*WHAT IS NEEDED*.
Say how many of the lines below hold "Target", writing the number and nothing more.

*SUPPLIED ENTRIES*.
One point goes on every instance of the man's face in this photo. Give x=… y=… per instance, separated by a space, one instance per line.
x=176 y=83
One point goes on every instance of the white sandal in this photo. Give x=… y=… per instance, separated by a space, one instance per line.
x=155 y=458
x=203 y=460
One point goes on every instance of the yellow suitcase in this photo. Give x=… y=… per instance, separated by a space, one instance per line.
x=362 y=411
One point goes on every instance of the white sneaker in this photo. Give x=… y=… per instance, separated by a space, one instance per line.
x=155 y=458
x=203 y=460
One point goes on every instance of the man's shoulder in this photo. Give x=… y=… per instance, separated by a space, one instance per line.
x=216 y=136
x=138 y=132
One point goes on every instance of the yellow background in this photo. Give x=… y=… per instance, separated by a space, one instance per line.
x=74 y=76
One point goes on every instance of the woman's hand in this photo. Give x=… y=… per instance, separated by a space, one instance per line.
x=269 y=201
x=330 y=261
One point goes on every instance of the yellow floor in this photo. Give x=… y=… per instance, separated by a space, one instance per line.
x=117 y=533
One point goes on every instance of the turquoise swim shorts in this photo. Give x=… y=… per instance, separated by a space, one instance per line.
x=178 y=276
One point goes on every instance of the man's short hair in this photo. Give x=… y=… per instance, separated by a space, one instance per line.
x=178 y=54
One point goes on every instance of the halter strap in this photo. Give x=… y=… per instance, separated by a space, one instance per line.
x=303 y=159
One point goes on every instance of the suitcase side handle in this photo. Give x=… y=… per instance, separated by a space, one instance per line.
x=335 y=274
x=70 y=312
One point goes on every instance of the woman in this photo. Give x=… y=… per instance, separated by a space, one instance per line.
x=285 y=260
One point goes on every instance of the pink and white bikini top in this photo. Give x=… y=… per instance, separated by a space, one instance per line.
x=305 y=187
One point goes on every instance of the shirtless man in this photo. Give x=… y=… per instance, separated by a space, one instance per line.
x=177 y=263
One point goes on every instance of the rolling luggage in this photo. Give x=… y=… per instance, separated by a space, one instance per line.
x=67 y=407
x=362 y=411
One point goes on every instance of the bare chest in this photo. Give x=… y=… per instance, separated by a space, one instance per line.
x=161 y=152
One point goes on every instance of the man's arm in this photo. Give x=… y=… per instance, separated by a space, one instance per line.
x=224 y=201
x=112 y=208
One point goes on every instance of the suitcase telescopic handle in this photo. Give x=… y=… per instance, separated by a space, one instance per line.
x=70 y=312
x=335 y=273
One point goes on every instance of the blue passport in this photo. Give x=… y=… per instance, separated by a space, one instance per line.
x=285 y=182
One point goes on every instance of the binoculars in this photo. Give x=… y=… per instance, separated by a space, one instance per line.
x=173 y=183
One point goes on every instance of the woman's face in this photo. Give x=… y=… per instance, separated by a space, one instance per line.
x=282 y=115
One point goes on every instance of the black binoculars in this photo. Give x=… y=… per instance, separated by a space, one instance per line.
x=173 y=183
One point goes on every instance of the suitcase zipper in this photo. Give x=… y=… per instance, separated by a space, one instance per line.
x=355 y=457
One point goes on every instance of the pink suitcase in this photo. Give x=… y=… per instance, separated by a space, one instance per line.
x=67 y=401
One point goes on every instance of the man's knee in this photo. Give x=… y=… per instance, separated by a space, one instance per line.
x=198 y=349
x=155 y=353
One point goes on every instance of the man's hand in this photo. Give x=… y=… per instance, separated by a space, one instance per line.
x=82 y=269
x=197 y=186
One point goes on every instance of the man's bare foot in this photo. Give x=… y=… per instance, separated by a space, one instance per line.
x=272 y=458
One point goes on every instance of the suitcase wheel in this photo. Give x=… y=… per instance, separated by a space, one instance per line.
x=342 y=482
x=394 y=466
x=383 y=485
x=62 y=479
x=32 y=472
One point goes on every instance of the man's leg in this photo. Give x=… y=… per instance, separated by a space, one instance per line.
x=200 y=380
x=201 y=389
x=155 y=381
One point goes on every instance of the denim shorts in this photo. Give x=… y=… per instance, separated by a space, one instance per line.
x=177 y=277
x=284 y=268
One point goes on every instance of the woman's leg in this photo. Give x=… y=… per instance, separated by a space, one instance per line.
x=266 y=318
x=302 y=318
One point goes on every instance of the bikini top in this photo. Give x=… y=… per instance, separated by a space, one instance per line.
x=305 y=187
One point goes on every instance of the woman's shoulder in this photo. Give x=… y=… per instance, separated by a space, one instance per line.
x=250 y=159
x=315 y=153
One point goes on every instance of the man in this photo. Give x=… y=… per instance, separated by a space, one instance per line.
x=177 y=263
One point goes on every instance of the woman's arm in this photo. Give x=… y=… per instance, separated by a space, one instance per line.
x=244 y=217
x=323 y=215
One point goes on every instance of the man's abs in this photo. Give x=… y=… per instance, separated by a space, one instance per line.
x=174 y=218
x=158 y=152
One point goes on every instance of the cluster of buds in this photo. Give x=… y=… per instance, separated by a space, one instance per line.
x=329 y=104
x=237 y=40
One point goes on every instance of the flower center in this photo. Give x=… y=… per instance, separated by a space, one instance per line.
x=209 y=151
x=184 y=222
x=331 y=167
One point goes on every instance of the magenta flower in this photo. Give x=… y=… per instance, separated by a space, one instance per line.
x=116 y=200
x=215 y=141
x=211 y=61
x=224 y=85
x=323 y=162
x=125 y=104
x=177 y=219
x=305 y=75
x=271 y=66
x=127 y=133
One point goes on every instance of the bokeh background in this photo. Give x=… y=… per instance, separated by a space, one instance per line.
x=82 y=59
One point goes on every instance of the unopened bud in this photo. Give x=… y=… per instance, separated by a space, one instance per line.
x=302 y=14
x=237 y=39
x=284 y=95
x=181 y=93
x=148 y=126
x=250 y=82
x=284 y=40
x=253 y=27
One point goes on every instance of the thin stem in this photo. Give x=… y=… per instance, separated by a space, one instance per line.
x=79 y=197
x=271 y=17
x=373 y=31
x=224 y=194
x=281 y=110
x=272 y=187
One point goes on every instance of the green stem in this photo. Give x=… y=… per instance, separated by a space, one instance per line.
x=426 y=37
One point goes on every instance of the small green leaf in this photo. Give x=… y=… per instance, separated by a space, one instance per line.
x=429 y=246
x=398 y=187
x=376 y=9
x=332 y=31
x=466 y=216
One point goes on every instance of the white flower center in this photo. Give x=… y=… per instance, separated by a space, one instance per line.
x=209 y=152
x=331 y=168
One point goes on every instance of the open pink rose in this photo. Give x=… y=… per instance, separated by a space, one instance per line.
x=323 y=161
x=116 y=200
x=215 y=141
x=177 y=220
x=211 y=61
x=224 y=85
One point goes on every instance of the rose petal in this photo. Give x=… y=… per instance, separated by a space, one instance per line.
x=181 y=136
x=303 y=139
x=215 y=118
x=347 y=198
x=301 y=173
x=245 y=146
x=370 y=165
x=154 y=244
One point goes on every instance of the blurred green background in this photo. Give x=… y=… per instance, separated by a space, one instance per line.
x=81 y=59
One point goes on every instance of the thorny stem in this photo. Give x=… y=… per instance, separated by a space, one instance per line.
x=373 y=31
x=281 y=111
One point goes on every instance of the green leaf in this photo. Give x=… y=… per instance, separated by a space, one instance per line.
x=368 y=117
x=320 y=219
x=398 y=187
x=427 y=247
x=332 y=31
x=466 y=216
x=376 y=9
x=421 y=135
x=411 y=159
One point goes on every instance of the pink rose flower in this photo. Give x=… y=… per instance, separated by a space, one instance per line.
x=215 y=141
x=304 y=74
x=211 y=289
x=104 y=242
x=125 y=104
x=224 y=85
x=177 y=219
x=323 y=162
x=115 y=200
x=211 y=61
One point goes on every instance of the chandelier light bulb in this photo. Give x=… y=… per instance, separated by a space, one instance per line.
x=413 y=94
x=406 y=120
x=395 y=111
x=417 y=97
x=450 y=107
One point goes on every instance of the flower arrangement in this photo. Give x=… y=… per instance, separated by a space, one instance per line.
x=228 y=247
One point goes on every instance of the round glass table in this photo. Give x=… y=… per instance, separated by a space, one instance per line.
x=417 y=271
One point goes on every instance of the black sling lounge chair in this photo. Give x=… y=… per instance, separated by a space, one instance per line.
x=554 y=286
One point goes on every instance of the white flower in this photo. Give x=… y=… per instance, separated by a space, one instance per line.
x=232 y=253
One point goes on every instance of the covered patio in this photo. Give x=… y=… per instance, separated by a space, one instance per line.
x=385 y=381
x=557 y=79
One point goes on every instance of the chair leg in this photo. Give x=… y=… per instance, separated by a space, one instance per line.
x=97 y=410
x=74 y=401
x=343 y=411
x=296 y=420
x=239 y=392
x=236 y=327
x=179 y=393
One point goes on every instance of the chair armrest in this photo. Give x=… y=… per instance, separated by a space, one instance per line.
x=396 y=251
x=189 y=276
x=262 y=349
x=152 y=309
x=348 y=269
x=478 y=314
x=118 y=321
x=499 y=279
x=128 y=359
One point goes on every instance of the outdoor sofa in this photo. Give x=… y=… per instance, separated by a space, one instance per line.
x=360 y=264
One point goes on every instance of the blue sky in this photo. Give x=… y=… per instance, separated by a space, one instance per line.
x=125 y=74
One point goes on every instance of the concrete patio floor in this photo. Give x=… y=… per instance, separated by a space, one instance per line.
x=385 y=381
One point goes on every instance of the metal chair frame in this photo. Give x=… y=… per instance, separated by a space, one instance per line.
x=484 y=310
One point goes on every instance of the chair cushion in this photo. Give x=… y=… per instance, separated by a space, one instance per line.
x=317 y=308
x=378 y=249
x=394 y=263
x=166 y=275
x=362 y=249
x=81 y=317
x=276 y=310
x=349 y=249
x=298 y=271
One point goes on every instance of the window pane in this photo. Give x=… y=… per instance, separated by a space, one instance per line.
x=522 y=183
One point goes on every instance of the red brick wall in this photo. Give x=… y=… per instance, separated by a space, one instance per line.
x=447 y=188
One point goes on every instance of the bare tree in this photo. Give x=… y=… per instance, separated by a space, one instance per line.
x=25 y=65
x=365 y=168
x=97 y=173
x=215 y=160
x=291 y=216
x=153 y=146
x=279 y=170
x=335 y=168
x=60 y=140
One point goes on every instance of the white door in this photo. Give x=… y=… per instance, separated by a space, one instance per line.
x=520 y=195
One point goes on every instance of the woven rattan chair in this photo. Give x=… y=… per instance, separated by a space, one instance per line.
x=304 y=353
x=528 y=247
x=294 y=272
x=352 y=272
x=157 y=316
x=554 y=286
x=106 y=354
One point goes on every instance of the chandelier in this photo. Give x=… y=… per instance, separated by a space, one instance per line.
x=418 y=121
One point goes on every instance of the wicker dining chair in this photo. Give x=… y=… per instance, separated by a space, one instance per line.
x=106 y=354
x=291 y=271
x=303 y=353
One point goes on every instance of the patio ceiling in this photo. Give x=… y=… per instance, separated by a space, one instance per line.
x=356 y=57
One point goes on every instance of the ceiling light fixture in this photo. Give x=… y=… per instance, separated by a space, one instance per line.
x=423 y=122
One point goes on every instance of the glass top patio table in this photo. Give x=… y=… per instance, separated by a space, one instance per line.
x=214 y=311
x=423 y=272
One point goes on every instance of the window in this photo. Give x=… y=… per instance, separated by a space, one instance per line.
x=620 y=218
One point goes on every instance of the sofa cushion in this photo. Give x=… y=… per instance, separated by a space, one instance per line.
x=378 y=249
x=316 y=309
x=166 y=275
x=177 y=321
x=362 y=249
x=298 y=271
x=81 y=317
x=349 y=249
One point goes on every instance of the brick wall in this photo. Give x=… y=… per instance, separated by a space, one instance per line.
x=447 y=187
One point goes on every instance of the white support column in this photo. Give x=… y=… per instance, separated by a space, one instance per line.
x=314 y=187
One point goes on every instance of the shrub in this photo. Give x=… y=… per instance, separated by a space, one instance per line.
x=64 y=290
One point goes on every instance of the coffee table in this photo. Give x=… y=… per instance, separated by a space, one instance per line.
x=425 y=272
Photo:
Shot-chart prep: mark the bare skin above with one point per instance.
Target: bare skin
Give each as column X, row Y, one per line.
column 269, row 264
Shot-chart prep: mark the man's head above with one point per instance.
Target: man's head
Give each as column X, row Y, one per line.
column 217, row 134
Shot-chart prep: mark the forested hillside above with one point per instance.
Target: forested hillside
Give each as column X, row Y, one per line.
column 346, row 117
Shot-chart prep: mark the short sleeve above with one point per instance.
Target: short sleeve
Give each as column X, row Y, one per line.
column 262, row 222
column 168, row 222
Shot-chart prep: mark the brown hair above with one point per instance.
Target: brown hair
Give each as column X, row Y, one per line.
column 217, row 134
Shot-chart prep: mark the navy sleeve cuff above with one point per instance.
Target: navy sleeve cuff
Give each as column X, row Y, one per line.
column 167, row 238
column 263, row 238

*EXPECTED ANSWER*.
6